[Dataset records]
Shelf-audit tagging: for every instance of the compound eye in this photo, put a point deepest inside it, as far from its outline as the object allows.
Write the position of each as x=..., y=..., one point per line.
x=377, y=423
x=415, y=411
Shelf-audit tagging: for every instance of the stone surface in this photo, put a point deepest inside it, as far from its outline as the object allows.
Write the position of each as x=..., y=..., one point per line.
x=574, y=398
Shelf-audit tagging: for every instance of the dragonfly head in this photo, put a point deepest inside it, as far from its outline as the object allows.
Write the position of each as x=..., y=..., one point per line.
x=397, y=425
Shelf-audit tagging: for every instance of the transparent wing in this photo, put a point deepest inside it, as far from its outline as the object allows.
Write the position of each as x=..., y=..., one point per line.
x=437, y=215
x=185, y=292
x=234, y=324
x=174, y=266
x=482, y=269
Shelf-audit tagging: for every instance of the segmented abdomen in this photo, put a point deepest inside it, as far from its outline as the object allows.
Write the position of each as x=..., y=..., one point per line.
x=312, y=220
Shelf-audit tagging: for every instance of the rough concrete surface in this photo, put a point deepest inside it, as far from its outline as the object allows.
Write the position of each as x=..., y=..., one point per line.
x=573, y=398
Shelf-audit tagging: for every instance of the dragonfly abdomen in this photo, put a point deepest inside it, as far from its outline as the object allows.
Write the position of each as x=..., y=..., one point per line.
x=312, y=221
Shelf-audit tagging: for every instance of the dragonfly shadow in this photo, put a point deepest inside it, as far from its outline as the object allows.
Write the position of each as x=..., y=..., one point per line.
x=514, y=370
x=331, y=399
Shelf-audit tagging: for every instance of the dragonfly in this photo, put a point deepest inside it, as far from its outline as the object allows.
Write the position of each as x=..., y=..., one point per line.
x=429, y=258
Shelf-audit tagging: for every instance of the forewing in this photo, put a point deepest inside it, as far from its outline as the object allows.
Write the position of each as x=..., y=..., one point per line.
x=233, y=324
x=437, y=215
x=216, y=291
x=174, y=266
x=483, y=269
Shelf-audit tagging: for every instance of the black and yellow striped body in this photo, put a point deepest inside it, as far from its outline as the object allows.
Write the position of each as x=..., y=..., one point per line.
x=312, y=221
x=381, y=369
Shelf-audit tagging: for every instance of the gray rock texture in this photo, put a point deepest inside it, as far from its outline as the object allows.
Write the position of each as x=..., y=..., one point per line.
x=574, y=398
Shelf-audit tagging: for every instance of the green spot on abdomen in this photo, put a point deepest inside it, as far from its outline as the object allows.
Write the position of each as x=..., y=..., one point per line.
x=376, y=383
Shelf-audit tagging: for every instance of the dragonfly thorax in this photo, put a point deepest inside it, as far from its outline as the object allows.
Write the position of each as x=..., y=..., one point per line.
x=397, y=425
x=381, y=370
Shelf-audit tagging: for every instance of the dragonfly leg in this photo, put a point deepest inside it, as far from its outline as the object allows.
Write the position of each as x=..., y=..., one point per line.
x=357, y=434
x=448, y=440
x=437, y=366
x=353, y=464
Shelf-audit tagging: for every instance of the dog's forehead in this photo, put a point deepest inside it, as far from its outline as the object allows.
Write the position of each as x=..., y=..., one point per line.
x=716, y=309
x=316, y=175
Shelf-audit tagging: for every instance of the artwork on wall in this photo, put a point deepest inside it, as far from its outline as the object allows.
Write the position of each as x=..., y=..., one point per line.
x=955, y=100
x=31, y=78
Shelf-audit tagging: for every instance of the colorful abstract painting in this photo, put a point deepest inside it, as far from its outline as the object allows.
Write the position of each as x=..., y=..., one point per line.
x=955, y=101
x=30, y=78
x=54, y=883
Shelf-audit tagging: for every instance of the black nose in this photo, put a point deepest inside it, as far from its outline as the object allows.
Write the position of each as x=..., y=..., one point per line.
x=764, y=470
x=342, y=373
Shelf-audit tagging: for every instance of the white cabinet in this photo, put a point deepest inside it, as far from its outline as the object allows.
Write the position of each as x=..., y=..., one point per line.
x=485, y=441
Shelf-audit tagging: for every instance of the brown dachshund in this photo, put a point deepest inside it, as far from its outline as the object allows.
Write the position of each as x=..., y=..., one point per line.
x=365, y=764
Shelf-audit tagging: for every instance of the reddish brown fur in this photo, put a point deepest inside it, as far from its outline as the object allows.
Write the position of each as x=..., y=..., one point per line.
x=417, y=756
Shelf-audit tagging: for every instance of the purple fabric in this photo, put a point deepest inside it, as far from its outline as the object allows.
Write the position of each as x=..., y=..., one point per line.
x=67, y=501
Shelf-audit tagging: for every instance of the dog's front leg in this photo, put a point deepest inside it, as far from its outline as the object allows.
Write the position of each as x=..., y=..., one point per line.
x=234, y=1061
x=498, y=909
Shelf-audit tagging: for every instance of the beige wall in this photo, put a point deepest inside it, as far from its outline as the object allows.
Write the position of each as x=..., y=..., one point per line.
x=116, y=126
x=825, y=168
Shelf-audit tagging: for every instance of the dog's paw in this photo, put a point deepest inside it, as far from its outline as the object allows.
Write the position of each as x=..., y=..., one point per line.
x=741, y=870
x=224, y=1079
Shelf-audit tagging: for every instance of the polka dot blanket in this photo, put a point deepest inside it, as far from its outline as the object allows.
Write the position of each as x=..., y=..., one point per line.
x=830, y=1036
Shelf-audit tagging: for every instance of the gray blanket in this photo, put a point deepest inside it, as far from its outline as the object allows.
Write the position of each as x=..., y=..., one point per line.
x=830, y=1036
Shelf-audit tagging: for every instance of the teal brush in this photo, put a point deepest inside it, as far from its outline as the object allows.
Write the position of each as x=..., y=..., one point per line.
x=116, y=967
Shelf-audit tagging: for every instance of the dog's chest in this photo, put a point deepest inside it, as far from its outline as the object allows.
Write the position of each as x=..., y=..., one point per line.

*Task goal*: Copy out the lines of the entries above word for word, between the line holding "Shelf-audit tagging: for every instance of the white" and the line holding "x=365, y=764", inclusive.

*Exercise answer*:
Shelf-audit tagging: for every instance of the white cabinet in this photo, put a point deepest inside it, as far from its outline as the object allows.
Write the position of each as x=..., y=..., one point per line.
x=485, y=441
Shelf-audit tagging: for every instance of the brown dachshund in this photo, put a point deepest inside it, as far from its outline as the object allows.
Write the position of each as x=..., y=..., one point per line.
x=365, y=764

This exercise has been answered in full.